- _Descrição do problema_
Transcreva do texto sobre o censo escolar o trecho que começa em "Para Monica Ribeiro, os" e segue até "professora da UFPR.".

Para Monica Ribeiro, os números do censo escolar 2020 sinalizam que a maioria das metas do PNE – cuja vigência vai até 2024 – não serão cumpridas. “A meta do ensino médio pra 2024 era incluir 85% das pessoas de 15 a 17 no ensino médio. Nós estamos longe disso ainda. Nós não chegamos a 70% ainda. Como em três anos nós vamos chegar a 85%? Nós não vamos cumprir a meta”, lamenta Monica. O mesmo se dá para as metas referentes à educação profissional: a meta 11, que almeja triplicar as matrículas da educação profissional técnica de nível médio, sendo pelo menos 50% na rede pública, e a meta 10, que fala em oferecer no mínimo 25% das matrículas de educação de jovens e adultos na forma integrada à educação profissional. “Ainda que tenha havido um crescimento da educação profissional nos últimos anos, ainda é muito tímido diante do que foi colocado no PNE”, diz a professora da UFPR.


Impactos da pandemia

Catarina lembra ainda de um outro dado trazido pelo censo escolar que, em meio à pandemia do novo coronavírus, contribuiu para escancarar as desigualdades educacionais no país, que foi a questão da disponibilidade de recursos tecnológicos nas escolas, como acesso à internet, por exemplo. Nas redes estaduais, que concentram mais de 80% das matrículas no ensino médio, por exemplo, 27,1% das escolas não possuem acesso à internet para ensino e aprendizagem, e 20,7% não possuem computadores de mesa disponíveis para os alunos. No ensino fundamental, concentrado principalmente nas redes municipais, responsáveis por 68% das matrículas nessa etapa, o cenário é pior: apenas 33,7% das escolas municipais possuem internet para ensino e aprendizagem, e 38,3% possui computadores de mesa para os alunos. “Isso significa que os estudantes continuam sem ter acesso aos equipamentos que em 2020 teriam sido essenciais para o ensino remoto. E mais que isso, os nossos estudantes e os nossos professores não estão habituados a utilizar esses equipamentos no processo de ensino e aprendizagem”, pontua a dirigente da Campanha Nacional pelo Direito à Educação.

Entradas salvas
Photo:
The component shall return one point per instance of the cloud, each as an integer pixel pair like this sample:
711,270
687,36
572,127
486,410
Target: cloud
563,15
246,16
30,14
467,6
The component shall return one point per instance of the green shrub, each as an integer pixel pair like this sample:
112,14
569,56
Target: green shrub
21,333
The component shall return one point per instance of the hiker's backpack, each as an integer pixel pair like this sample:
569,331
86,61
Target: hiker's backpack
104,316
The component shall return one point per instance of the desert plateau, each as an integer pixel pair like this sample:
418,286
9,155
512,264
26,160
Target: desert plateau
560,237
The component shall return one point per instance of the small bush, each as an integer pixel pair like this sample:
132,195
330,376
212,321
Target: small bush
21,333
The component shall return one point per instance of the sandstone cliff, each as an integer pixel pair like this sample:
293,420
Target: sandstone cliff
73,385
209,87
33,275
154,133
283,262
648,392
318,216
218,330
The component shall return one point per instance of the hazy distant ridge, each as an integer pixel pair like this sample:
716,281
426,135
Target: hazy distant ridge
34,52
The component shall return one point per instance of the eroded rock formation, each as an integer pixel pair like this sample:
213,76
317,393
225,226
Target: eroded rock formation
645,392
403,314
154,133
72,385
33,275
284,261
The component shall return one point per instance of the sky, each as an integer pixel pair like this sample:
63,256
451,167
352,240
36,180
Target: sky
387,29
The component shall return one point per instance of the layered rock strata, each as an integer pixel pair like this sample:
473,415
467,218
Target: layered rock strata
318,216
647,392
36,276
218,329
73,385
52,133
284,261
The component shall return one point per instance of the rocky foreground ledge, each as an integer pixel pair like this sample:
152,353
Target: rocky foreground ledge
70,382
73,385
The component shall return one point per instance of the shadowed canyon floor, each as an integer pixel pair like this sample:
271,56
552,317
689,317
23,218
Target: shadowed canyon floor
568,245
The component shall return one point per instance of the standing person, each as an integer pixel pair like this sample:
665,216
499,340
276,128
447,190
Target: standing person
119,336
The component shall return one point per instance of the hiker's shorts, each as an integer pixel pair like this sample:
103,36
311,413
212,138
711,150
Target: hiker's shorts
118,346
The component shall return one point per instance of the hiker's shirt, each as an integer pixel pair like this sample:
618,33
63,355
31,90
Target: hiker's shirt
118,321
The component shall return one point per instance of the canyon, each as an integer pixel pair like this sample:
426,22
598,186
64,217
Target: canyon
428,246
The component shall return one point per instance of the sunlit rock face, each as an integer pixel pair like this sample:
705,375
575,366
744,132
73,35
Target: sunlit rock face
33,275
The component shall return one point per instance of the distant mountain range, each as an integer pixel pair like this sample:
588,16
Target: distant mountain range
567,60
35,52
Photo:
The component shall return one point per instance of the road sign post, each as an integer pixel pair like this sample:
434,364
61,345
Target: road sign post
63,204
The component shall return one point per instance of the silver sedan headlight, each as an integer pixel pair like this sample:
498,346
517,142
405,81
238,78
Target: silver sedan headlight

- _Resultado do exercício_
Para Monica Ribeiro, os números do censo escolar 2020 sinalizam que a maioria das metas do PNE – cuja vigência vai até 2024 – não serão cumpridas. “A meta do ensino médio pra 2024 era incluir 85% das pessoas de 15 a 17 no ensino médio. Nós estamos longe disso ainda. Nós não chegamos a 70% ainda. Como em três anos nós vamos chegar a 85%? Nós não vamos cumprir a meta”, lamenta Monica. O mesmo se dá para as metas referentes à educação profissional: a meta 11, que almeja triplicar as matrículas da educação profissional técnica de nível médio, sendo pelo menos 50% na rede pública, e a meta 10, que fala em oferecer no mínimo 25% das matrículas de educação de jovens e adultos na forma integrada à educação profissional. “Ainda que tenha havido um crescimento da educação profissional nos últimos anos, ainda é muito tímido diante do que foi colocado no PNE”, diz a professora da UFPR.